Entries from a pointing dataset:
------------------------------------------------------------------------

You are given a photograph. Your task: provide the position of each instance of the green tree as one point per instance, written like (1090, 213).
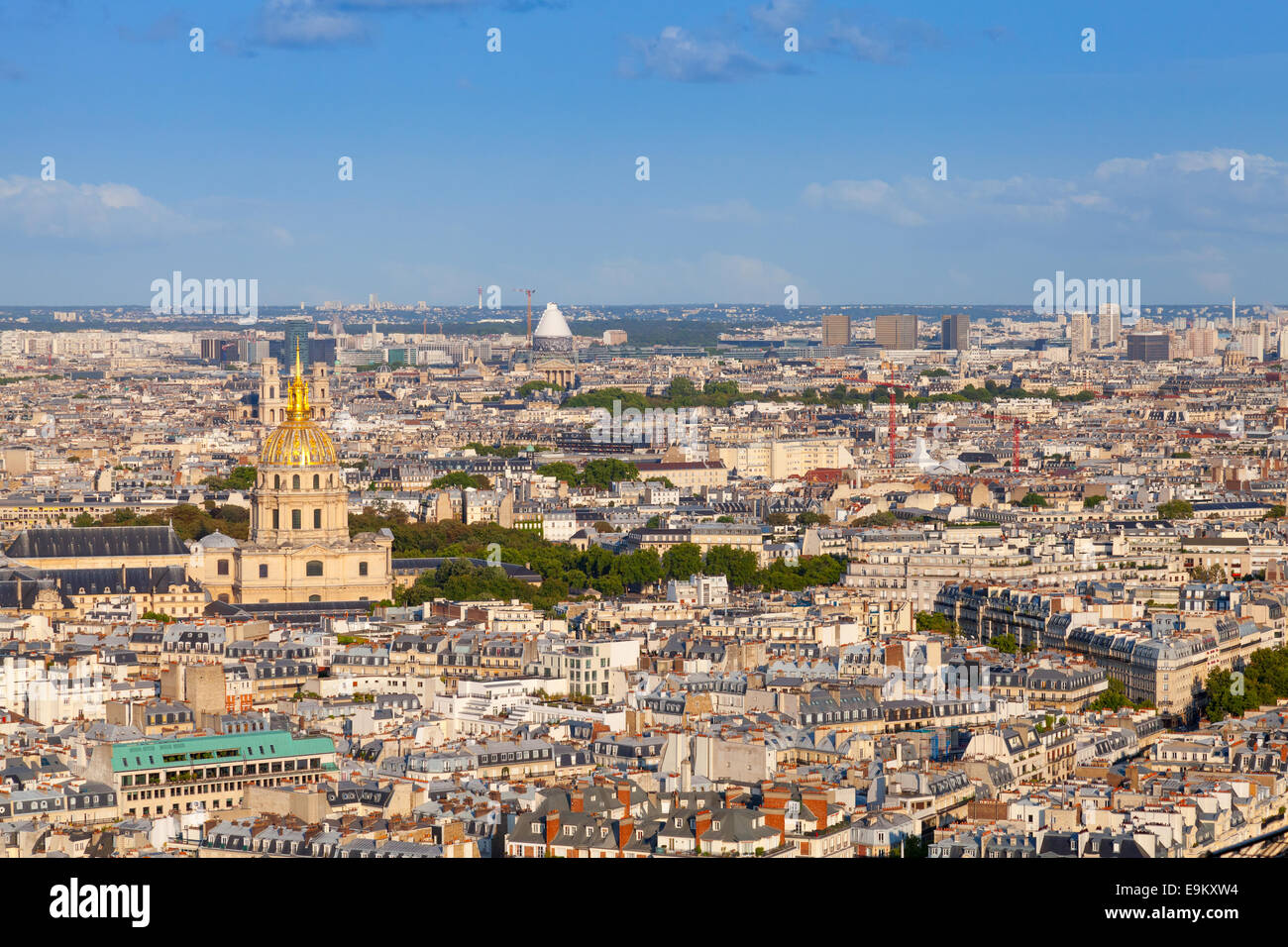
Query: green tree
(810, 518)
(241, 478)
(1005, 643)
(561, 471)
(639, 569)
(1176, 509)
(462, 480)
(604, 472)
(682, 561)
(934, 622)
(738, 566)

------------------------------------------------------------------------

[EXERCISE GOAL]
Can you express every line of the data above as a JSON list of strings, one string per line, with blank lines skipped and the pictures left out?

[ANSWER TO THE PROBLEM]
[
  "You are given a photograph. Your task: provide the position of each instance of the green tree as one point per instance, written like (1090, 213).",
  "Query: green tree",
  "(810, 518)",
  "(241, 478)",
  "(1005, 643)",
  "(561, 471)",
  "(639, 569)",
  "(1176, 509)",
  "(462, 480)",
  "(604, 472)",
  "(682, 561)",
  "(934, 622)",
  "(738, 566)"
]